-- START OF Passage shown --

Writing Proficiency

The Elements of Writing Proficiency

WPR logoThe Elements of Proficiency are the criteria that faculty readers use to evaluate your proficiency in critical reading, thinking, and writing. The Elements are directly related to particular aims of the General Education program (Gen. Ed.). The Gen. Ed. program is based on the premise that frequent consideration of complex problems helps you to develop the specific capabilities most often used in critical reading, writing, and thinking.

You are not expected to have mastered all of these capabilities completely; rather, you are expected to demonstrate intermediate proficiency in writing. This means that your writing will not be graded as a retake merely because it contains a few spelling or punctuation errors. However, it is unlikely that you will pass the exam without demonstrating an intermediate mastery of the higher order thinking criteria outlined in the Elements of Proficiency.

The elements are separated into three categories: critical thinking, critical reading, and effective writing.  Each of these categories is assigned a percentage weight in evaluating your essay.  The categories and elements are listed below in an abbreviated form; you may follow the links to fuller descriptions.

Critical Thinking, Effective Use of Your Own Ideas: Evaluation Area 1 = 40% of grade

  • Develop a sustained clear position, often by using a thesis, central idea, or hypothesis about the issue under consideration. The question will instruct you how to focus on the issue; you should hold that focus throughout the whole paper. Generally, your paper should go into depth and full detail about a single topic. Deep focus allows you to inquire into a particular issue. Full detail and depth might mean you do these types of things: examine evidence closely; assess the source and quality of evidence; distinguish between facts and opinions; and/or, acknowledge, analyze, and evaluate value judgments in the readings and in your own position.
  • Synthesize source materials to support your position.  Develop your position with clear references to specific arguments in the reading set. Quote, frame, and analyze passages with the clear purpose of supporting your position. To create a context for your position, you need to summarize and attribute any ideas that you use from the readings.
  • Organize your argument in a clear and appropriate sequence of support for the thesis, central idea or hypothesis. Sustain your position throughout the whole paper by ordering it with a clear organizing principle. Each paragraph contains one idea, supported and developed fully, that supports your thesis; paragraphs are linked in a chain of reasoning that develops your argument persuasively.

-- END OF Passage shown --
-- START OF Collected data --

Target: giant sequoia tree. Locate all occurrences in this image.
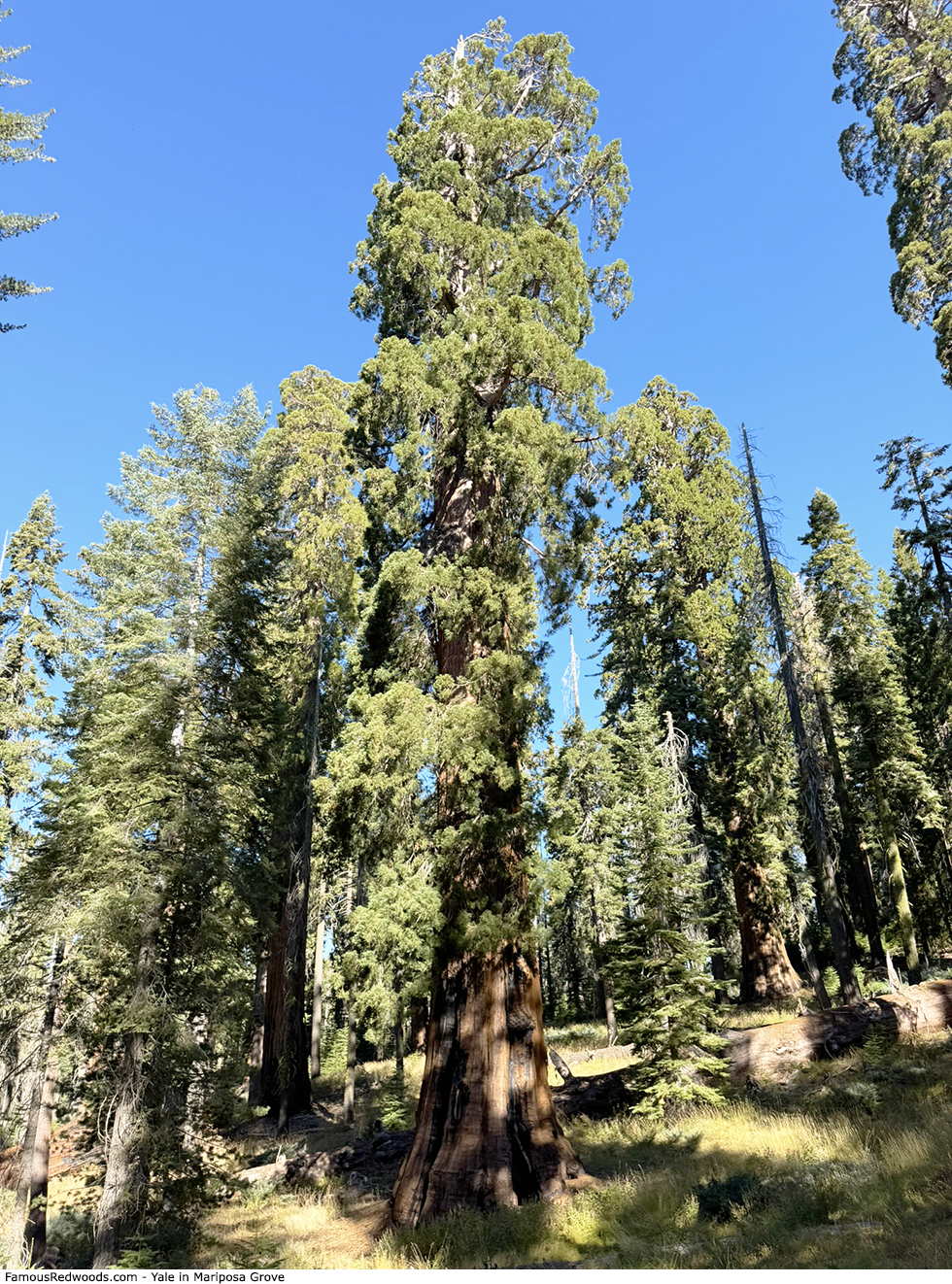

-- END OF Collected data --

#### Exercises:
1. List the three categories into which the writing proficiency text divides the elements.
2. Rewrite the writing proficiency text starting with "You are not" and going on through "Elements of Proficiency.", with "spelling" changed to "grammar".
3. According to the writing proficiency text, what share of the grade is Evaluation Area 1?

#### Responses to the exercise:
1. Critical thinking, critical reading, and effective writing.

2.
You are not expected to have mastered all of these capabilities completely; rather, you are expected to demonstrate intermediate proficiency in writing. This means that your writing will not be graded as a retake merely because it contains a few grammar or punctuation errors. However, it is unlikely that you will pass the exam without demonstrating an intermediate mastery of the higher order thinking criteria outlined in the Elements of Proficiency.

3. 40% of the grade.